## TASK INSTRUCTIONS
Each of the entries beneath this task should be written out exactly.

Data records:
----
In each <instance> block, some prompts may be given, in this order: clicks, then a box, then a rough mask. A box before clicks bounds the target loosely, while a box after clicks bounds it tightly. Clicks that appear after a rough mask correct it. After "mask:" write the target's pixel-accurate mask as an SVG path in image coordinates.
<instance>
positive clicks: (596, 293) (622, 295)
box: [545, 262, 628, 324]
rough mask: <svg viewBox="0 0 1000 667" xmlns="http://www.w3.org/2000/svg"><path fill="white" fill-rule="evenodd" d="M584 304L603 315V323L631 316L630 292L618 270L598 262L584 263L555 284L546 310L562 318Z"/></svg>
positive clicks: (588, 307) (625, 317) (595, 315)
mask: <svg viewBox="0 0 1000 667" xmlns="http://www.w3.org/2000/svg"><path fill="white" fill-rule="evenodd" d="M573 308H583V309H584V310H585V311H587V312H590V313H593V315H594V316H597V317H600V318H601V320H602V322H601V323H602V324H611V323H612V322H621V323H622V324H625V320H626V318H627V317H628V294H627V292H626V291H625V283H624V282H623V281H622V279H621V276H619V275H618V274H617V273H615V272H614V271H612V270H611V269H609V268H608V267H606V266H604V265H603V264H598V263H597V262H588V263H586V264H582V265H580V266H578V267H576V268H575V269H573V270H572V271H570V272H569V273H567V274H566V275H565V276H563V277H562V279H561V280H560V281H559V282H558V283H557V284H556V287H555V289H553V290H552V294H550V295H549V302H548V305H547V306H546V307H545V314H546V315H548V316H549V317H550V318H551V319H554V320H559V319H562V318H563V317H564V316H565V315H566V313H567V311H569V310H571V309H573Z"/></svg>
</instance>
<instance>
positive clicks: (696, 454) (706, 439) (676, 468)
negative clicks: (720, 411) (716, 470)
----
## TASK ANSWER
In each <instance> block, some prompts may be given, in this order: clicks, then a box, then a rough mask. A box before clicks bounds the target loosely, while a box after clicks bounds it tightly. Clicks that appear after a rough mask correct it. After "mask:" write the target's pixel-accurate mask as an SVG path in image coordinates.
<instance>
positive clicks: (596, 293) (622, 295)
box: [545, 262, 628, 324]
rough mask: <svg viewBox="0 0 1000 667" xmlns="http://www.w3.org/2000/svg"><path fill="white" fill-rule="evenodd" d="M584 304L603 315V323L631 316L630 292L618 270L598 262L584 263L555 284L546 310L562 318Z"/></svg>
positive clicks: (588, 307) (625, 317) (595, 315)
mask: <svg viewBox="0 0 1000 667" xmlns="http://www.w3.org/2000/svg"><path fill="white" fill-rule="evenodd" d="M573 308H583V309H584V310H585V311H587V312H590V313H593V315H594V316H597V317H600V318H601V320H602V322H601V323H602V324H611V323H612V322H621V323H622V324H625V320H626V318H627V317H628V294H627V292H626V291H625V283H624V282H623V281H622V279H621V276H619V275H618V274H617V273H615V272H614V271H612V270H611V269H609V268H608V267H606V266H604V265H603V264H598V263H597V262H588V263H586V264H582V265H580V266H578V267H576V268H575V269H573V270H572V271H570V272H569V273H567V274H566V275H565V276H563V277H562V279H561V280H560V281H559V282H558V283H557V284H556V287H555V289H553V290H552V294H550V295H549V302H548V305H547V306H546V307H545V314H546V315H548V316H549V317H550V318H551V319H554V320H559V319H562V318H563V317H564V316H565V315H566V313H567V311H569V310H571V309H573Z"/></svg>
</instance>
<instance>
positive clicks: (696, 454) (706, 439) (676, 468)
negative clicks: (720, 411) (716, 470)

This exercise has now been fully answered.